## DATA
-----
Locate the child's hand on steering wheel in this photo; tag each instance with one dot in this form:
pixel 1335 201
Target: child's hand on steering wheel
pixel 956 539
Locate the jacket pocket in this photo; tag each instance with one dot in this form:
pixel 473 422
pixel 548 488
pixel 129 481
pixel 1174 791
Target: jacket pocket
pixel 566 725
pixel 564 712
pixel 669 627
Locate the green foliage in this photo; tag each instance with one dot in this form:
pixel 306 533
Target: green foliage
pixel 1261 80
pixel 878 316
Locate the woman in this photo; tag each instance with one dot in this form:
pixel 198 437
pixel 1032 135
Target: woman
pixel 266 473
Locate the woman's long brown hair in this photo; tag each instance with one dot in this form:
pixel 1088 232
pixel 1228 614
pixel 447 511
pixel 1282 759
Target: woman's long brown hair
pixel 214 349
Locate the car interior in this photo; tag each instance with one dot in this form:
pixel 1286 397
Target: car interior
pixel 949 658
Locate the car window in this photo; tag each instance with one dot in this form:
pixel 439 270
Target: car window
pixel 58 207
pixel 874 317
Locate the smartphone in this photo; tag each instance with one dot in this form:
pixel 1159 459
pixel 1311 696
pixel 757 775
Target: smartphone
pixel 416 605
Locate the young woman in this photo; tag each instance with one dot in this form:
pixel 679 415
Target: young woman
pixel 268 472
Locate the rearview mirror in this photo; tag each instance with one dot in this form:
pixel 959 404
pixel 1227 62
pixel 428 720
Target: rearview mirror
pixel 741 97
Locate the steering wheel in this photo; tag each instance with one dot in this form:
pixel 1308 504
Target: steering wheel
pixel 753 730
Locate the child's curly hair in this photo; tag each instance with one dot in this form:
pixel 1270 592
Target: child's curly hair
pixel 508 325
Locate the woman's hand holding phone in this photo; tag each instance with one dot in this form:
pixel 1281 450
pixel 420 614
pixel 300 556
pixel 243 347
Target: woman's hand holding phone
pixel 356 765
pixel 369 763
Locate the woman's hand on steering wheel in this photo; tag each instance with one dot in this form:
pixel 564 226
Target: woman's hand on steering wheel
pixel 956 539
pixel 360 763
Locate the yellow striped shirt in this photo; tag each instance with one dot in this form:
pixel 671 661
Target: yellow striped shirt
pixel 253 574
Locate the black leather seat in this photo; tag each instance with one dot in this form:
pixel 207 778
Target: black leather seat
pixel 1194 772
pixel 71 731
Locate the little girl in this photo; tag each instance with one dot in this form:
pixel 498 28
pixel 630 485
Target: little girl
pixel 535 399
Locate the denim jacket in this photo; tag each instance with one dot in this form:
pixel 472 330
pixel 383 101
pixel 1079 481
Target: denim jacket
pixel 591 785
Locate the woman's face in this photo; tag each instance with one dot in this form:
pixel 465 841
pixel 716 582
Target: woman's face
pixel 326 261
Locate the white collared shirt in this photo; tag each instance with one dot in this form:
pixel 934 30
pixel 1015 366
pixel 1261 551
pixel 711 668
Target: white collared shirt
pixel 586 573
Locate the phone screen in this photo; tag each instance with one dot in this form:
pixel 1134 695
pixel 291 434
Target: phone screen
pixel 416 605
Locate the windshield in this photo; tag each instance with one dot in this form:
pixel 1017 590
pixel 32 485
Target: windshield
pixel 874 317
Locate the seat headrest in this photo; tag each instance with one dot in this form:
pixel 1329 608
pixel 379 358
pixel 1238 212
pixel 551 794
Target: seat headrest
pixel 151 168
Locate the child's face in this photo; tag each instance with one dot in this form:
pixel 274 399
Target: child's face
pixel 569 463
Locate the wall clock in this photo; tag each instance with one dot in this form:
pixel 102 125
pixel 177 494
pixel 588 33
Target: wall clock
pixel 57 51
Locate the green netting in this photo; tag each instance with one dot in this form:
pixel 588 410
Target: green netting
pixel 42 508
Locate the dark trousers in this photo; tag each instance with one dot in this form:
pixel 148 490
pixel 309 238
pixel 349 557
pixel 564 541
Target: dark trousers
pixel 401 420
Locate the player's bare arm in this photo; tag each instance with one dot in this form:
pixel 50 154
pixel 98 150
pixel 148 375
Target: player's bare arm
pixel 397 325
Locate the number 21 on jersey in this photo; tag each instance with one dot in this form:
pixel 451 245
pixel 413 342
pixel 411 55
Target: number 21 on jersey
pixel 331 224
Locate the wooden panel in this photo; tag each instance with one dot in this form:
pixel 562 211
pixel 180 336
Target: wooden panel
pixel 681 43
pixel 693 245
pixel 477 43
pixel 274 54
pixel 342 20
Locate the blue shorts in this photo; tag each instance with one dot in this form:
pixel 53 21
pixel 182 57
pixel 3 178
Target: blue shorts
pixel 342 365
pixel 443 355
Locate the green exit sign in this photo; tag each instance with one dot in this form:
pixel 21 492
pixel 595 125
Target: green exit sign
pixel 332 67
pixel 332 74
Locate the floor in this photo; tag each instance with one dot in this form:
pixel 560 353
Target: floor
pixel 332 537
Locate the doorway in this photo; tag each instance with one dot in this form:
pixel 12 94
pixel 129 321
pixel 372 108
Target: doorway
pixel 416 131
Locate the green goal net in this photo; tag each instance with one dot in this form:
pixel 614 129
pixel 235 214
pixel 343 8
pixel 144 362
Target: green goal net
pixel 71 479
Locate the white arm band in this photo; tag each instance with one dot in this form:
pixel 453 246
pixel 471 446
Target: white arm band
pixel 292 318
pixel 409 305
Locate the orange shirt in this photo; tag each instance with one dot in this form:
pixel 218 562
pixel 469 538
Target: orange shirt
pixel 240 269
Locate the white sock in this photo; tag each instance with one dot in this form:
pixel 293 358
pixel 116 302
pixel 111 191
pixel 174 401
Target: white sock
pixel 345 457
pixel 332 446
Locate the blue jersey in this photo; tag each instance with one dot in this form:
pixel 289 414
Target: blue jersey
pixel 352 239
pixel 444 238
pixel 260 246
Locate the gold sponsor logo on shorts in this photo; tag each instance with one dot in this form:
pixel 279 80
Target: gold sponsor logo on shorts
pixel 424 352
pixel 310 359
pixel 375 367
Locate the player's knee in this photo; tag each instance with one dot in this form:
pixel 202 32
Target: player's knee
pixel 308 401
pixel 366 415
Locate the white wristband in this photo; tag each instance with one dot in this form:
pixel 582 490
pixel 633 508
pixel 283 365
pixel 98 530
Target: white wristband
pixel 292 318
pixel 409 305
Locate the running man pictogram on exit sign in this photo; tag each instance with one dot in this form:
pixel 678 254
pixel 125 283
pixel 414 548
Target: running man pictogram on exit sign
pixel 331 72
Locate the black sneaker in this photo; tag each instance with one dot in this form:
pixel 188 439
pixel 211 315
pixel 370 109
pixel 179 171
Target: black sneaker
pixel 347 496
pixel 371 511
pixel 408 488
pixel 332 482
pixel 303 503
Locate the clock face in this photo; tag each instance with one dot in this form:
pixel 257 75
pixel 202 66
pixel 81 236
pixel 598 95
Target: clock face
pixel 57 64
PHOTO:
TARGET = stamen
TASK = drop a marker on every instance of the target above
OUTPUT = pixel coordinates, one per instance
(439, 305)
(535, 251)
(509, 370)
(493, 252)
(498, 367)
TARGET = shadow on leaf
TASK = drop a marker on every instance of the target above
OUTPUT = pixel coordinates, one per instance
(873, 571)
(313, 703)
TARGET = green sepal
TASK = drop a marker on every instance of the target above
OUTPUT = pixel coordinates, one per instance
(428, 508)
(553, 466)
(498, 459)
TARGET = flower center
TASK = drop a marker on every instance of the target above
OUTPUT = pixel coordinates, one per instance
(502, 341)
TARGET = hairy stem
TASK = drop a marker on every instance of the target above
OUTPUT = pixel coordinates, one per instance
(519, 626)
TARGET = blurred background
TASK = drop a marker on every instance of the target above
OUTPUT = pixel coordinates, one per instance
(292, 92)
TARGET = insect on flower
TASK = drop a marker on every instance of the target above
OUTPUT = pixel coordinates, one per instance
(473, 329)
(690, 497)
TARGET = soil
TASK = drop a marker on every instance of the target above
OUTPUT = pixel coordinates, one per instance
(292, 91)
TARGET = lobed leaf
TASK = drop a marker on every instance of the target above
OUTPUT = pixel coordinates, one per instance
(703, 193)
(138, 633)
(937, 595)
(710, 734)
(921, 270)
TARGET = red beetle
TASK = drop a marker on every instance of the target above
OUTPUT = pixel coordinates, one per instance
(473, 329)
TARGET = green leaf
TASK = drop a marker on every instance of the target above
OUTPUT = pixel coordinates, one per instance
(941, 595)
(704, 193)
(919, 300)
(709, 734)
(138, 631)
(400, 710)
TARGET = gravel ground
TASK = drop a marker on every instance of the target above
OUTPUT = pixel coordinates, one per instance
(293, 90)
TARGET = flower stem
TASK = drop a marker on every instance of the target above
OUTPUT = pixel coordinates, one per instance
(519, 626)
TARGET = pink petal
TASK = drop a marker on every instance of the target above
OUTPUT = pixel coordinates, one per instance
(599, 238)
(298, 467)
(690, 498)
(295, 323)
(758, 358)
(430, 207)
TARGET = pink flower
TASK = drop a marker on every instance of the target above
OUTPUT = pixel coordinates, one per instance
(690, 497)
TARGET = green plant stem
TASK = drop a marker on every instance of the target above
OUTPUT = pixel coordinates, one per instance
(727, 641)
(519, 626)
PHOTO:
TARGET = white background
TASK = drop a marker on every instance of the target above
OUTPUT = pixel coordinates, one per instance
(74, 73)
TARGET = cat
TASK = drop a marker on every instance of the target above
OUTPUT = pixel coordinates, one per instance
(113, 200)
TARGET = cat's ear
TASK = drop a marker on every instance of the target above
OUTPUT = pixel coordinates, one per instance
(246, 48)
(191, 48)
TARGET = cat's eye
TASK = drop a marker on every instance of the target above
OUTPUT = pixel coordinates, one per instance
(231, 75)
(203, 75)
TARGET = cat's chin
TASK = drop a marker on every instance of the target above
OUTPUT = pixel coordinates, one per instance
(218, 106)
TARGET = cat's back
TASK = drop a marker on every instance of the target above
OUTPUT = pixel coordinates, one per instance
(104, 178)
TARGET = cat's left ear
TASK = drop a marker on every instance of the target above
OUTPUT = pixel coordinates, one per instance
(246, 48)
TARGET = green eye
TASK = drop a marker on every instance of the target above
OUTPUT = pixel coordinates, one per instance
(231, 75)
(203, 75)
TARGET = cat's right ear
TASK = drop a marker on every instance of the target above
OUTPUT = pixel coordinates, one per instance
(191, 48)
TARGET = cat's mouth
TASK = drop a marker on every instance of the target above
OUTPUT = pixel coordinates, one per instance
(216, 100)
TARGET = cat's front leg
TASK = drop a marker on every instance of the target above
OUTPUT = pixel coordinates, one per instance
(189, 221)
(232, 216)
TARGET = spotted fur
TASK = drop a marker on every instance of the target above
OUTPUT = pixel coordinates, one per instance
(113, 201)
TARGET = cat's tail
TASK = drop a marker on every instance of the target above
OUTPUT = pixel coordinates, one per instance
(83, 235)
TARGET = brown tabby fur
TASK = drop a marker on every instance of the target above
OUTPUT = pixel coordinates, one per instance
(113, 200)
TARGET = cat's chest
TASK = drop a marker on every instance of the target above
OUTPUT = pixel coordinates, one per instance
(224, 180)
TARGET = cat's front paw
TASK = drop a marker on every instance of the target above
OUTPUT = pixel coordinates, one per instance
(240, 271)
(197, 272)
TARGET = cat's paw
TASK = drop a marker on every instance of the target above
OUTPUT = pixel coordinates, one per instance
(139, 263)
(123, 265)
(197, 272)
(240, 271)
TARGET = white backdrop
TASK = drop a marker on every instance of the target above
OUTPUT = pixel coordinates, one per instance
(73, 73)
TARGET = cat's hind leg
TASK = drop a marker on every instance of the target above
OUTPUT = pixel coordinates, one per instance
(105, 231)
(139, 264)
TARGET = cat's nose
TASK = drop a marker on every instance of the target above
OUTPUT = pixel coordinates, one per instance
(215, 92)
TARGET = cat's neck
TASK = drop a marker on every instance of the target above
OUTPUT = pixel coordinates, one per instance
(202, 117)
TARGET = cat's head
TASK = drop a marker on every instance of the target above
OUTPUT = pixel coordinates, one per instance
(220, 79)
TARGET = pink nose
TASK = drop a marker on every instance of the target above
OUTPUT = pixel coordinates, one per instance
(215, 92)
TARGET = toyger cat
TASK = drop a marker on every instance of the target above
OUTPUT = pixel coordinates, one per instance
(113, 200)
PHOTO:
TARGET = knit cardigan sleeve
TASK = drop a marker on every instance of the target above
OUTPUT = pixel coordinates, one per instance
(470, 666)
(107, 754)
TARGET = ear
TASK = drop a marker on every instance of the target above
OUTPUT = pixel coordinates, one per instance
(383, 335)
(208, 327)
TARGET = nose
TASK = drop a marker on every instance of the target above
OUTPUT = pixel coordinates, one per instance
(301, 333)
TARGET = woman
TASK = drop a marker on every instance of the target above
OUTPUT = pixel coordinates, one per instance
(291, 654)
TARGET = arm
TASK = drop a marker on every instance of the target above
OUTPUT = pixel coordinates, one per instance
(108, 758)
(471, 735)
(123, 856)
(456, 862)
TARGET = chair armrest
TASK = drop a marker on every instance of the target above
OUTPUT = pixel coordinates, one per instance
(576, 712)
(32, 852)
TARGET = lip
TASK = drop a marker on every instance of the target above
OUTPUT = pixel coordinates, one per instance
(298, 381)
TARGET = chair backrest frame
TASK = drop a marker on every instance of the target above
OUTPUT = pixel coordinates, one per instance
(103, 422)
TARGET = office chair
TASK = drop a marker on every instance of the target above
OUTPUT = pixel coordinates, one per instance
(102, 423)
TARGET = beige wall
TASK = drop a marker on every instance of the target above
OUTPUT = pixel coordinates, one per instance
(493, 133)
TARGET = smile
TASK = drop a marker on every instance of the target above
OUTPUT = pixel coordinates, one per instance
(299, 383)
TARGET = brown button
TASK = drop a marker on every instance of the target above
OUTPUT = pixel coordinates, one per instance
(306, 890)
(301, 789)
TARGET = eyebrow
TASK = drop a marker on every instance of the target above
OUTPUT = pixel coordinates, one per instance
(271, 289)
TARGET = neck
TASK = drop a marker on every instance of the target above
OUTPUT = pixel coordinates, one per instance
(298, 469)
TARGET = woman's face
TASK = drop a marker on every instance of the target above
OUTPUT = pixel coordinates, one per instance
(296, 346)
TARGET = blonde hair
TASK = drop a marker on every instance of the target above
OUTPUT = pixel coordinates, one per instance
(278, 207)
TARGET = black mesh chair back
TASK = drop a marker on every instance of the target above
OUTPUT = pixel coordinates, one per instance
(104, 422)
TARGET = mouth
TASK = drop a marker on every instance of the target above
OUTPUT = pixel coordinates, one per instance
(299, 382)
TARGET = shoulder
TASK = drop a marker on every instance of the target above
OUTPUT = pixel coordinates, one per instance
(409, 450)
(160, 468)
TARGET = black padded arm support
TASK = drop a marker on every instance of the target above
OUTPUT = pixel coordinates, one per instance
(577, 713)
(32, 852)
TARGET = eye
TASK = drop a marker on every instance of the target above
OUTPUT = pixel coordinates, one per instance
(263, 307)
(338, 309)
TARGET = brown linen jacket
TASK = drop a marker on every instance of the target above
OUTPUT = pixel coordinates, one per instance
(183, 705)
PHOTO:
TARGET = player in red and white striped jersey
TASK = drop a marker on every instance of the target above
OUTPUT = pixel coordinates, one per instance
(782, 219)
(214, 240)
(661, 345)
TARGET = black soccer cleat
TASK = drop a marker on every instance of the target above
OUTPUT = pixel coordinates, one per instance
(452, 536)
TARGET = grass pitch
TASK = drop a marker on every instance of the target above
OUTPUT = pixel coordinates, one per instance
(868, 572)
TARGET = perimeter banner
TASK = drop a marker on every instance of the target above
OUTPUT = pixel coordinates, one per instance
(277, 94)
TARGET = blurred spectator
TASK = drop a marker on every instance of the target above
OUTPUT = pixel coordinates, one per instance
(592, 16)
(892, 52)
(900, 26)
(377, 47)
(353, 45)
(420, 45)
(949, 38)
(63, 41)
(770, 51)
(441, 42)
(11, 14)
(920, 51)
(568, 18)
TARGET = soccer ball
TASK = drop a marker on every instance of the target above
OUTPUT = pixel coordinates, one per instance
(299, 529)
-----
## INSTRUCTIONS TO FOLLOW
Lines of the material in which the word "background" occurs are to be copied out.

## OUTPUT OF THE TASK
TARGET = blurred background
TARGET = white background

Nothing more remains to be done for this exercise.